Fragment tekstu:
^^^^
Zostań naszym Fanem!
ZALOGUJ SIĘ: 
Polecamy
Żużlowa literomania - GKM Grudziądz
 16.09.2015 13:23
Lubiliście grać w scrabble? Zapewne w wielu przypadkach odpowiedź będzie twierdząca. My nie będziemy w nie grać, ale cykl moich kolejnych artykułów będzie miał spory związek właśnie z literami.
Zabawa w pewnym stopniu na pewno będzie, bo spróbuję rozbić nazwę każdej drużyny tegorocznej PGE Ekstraligi na pojedyncze litery. Oczywiście, chodzi tylko i wyłącznie o nazwy „pierwsze”, przedrostki, skróty, czyli nazwy własne klubów, z którymi dany zespół się utożsamia, nawet jeśli te znikają za sprawą tytułów sponsorskich. Chodzi więc odpowiednio o GKM, dwie Stale, Falubaz, dwie Unie, Spartę oraz KS „Apator” (tak było pierwotnie, tak się zabawimy). Zaczynamy od drużyn, które jazdę w Ekstralidze już zakończyły, w przypadku grudziądzan – dosłownie i definitywnie, lecz podsumować trzeba. Jakby ironicznie powiedział jeden z popularnych komików naszej obecnej sceny kabaretowej: „zacznijmy tę szaleńczą zabawę”.
^^^^
Zadania:
1. Przepisz z fragmentu tekstu część zaczynającą się od słów „Zostań naszym Fanem!” i ciągnącą się aż do słów „właśnie z literami.”.
2. Odpowiedz na pytania do fragmentu tekstu:
(a) Jakiego dnia opublikowano artykuł?
(b) Nazwę każdej drużyny której ligi autor zamierza rozbić na pojedyncze litery?
(c) Od których drużyn autor zaczyna?
^^^^
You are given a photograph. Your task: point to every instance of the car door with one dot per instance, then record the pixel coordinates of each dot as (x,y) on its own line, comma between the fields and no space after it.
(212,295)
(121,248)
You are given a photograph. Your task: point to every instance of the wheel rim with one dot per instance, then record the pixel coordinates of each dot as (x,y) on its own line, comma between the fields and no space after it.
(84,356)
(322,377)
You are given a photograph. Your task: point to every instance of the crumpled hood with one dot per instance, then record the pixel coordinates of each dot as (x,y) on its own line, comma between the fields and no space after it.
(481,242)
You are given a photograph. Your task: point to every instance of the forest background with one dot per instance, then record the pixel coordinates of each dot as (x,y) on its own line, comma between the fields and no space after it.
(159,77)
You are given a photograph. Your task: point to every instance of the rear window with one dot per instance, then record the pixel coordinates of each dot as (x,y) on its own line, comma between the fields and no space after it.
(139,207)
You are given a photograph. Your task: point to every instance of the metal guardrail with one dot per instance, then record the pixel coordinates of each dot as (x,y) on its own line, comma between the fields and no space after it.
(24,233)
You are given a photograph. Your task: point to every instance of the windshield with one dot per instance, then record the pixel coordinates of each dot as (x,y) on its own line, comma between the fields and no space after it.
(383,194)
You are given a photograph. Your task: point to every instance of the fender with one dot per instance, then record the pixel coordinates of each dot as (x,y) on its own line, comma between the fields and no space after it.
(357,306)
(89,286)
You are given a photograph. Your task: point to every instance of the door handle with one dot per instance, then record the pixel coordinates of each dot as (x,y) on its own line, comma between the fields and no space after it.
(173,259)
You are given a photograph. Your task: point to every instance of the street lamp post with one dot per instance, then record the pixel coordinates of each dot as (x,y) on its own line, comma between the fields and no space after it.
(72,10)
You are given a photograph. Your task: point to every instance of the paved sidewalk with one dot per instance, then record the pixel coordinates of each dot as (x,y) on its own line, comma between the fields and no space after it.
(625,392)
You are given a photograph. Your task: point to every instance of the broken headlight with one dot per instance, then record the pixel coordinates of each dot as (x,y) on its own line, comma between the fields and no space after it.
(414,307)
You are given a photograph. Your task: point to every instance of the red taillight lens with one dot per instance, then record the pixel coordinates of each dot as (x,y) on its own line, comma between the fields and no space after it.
^^^^
Odpowiedzi:
1.
Zostań naszym Fanem!
ZALOGUJ SIĘ: 
Polecamy
Żużlowa literomania - GKM Grudziądz
 16.09.2015 13:23
Lubiliście grać w scrabble? Zapewne w wielu przypadkach odpowiedź będzie twierdząca. My nie będziemy w nie grać, ale cykl moich kolejnych artykułów będzie miał spory związek właśnie z literami.

2.
(a) 16.09.2015
(b) PGE Ekstraligi
(c) Od drużyn, które jazdę w Ekstralidze już zakończyły.